Problem details:
Every entry, from first to last, is to be written out exactly.

[Start of section]

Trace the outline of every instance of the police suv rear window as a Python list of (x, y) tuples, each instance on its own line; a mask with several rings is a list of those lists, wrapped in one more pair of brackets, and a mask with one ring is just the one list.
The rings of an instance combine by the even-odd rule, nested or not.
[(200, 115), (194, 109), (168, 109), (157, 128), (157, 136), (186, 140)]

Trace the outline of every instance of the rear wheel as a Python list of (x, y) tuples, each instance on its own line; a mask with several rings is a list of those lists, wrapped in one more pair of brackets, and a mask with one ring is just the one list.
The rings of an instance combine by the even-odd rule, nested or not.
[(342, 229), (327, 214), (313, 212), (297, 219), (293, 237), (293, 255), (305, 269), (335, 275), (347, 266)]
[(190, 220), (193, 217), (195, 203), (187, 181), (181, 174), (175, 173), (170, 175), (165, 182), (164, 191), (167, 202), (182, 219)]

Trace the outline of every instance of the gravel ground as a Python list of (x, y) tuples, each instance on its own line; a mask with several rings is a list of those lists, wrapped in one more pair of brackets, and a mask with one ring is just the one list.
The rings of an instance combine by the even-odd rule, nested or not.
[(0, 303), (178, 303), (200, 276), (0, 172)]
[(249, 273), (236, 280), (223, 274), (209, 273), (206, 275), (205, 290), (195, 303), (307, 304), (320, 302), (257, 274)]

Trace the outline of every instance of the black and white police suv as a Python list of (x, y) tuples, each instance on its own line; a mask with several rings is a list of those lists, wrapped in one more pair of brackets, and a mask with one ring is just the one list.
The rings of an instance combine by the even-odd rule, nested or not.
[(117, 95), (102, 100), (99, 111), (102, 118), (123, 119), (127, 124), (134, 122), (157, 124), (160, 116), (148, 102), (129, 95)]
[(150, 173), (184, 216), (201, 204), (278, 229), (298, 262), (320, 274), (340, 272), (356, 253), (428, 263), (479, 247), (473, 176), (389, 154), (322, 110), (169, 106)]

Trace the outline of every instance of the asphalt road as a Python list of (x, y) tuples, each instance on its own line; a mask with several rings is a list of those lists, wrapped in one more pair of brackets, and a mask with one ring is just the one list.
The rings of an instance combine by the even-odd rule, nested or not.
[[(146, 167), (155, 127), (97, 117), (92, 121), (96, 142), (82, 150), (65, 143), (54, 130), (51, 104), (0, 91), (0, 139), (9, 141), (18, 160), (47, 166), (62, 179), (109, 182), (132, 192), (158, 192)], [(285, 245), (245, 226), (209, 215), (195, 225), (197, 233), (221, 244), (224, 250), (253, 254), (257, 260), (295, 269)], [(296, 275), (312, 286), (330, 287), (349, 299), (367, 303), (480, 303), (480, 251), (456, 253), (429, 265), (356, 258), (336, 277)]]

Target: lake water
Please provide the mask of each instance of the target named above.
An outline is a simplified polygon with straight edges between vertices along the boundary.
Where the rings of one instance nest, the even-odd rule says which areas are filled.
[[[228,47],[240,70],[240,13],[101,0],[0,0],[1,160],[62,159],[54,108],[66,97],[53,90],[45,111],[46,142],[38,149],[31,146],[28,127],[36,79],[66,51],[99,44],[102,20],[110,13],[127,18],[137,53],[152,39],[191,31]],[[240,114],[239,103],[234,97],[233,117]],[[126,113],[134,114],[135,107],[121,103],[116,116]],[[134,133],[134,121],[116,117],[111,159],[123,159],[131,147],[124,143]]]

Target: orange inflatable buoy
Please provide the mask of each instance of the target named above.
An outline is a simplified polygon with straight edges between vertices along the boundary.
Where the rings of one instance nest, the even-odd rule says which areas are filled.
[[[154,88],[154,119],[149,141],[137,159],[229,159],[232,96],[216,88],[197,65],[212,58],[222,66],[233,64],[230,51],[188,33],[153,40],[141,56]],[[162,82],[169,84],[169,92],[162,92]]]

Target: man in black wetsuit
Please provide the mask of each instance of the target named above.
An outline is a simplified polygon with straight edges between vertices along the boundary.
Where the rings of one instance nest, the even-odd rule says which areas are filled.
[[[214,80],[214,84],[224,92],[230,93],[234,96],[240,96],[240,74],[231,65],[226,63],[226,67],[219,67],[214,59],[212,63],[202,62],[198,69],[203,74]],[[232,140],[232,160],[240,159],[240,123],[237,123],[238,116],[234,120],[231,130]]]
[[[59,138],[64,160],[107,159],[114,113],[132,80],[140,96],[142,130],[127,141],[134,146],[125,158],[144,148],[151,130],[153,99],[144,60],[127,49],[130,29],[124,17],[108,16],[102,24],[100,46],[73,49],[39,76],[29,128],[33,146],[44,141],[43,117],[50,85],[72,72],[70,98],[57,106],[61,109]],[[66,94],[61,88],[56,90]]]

[End of section]

Answer section:
Trace the outline of every instance of the police suv rear window as a Python list of (x, y) tuples, each instance on its own line; a mask with several rings is a list of those lists, wrapped in one more pair of brackets, and a mask with one ring is just the one list.
The rings of an instance combine by the even-odd rule, nested or not.
[(200, 115), (194, 109), (168, 109), (157, 128), (157, 136), (186, 140)]

Trace the outline of every instance of the rear wheel as a Python list of (x, y) tuples, each instance on its own line; a mask with several rings is a list of those lists, wrapped in one more pair of brackets, and a mask with one ring is just the one list.
The rings of an instance combine by the even-odd rule, nested or not.
[(342, 229), (327, 214), (313, 212), (297, 219), (293, 237), (293, 255), (305, 269), (335, 275), (347, 266)]
[(190, 220), (193, 217), (195, 203), (187, 181), (181, 174), (175, 173), (170, 175), (165, 182), (164, 191), (167, 202), (182, 219)]

Trace the outline of every instance of the gravel ground as a Python list of (x, y) tuples, each instance on its own line; a mask with several rings is a list of those lists, wrapped in one more pair of brackets, and a mask with one ring is just the one list.
The rings of an instance combine by the even-odd rule, nested or not.
[(0, 303), (178, 303), (200, 276), (0, 172)]
[(249, 273), (236, 280), (223, 274), (209, 273), (206, 275), (205, 290), (195, 303), (307, 304), (320, 302), (257, 274)]

Trace the outline of every instance of the black and white police suv as a Python list of (x, y) tuples, each instance on its own line; a mask with several rings is a list of those lists, wrapped in one more pair of brackets, and a mask with one ring is just the one list.
The rings of an instance combine by the even-odd rule, nested or not.
[(117, 95), (102, 100), (99, 111), (102, 118), (123, 119), (127, 124), (134, 122), (157, 124), (160, 116), (148, 102), (129, 95)]
[(150, 173), (184, 216), (201, 204), (278, 229), (298, 262), (320, 274), (340, 272), (356, 253), (428, 263), (479, 247), (473, 176), (389, 154), (322, 110), (169, 106)]

Trace the outline of every instance of the asphalt road as a Python list of (x, y) tuples, each instance on its own line; a mask with several rings is a list of those lists, wrapped in one more pair of brackets, and a mask with one ring is just the one list.
The rings of an instance combine by the even-odd rule, nested or not.
[[(146, 167), (155, 127), (97, 117), (92, 121), (96, 142), (82, 150), (65, 143), (54, 130), (51, 104), (0, 91), (0, 139), (9, 141), (18, 160), (47, 166), (62, 179), (109, 182), (132, 192), (158, 192)], [(285, 245), (245, 226), (209, 215), (195, 225), (197, 233), (221, 244), (224, 250), (253, 254), (257, 260), (295, 269)], [(296, 275), (312, 286), (330, 287), (349, 299), (367, 303), (480, 303), (480, 251), (456, 253), (429, 265), (356, 258), (336, 277)]]

Target: lake water
Please provide the mask of each instance of the target named above.
An outline is a simplified polygon with straight edges between vertices along the boundary.
Where the rings of one instance nest, the even-odd rule says which areas are filled.
[[[228,47],[240,70],[240,13],[101,0],[0,0],[1,160],[62,159],[54,108],[66,97],[53,90],[45,111],[46,142],[38,149],[31,146],[28,127],[36,79],[66,51],[99,44],[102,20],[110,13],[127,18],[137,53],[152,39],[191,31]],[[240,114],[239,103],[234,97],[233,117]],[[126,113],[134,114],[135,107],[121,103],[116,116]],[[134,133],[134,121],[116,117],[111,159],[123,159],[131,147],[124,143]]]

Target: orange inflatable buoy
Please provide the mask of each instance of the target named above.
An outline is a simplified polygon with straight edges between vertices along the boundary.
Where the rings of one instance nest, the even-odd rule says which areas are filled.
[[[154,88],[154,119],[149,141],[137,159],[229,159],[232,96],[216,88],[197,65],[212,58],[222,66],[233,64],[230,51],[188,33],[153,40],[141,56]],[[162,82],[169,84],[169,92],[162,92]]]

Target: man in black wetsuit
Please provide the mask of each instance of the target named above.
An outline is a simplified polygon with straight edges between vertices along the boundary.
Where the rings of one instance nest, the even-odd rule says which areas are filled.
[[[214,80],[214,84],[224,92],[230,93],[234,96],[240,96],[240,74],[231,65],[226,63],[226,67],[219,67],[214,59],[212,63],[202,62],[198,69],[203,74]],[[232,140],[232,160],[240,159],[240,123],[237,123],[238,116],[234,120],[231,130]]]
[[[59,138],[64,160],[107,159],[114,113],[132,80],[140,96],[142,130],[127,141],[134,146],[125,158],[144,148],[151,130],[153,99],[144,60],[127,49],[130,29],[124,17],[108,16],[102,24],[100,46],[73,49],[39,76],[29,128],[33,146],[44,141],[43,117],[50,85],[72,72],[70,98],[57,106],[61,109]],[[66,94],[61,88],[56,90]]]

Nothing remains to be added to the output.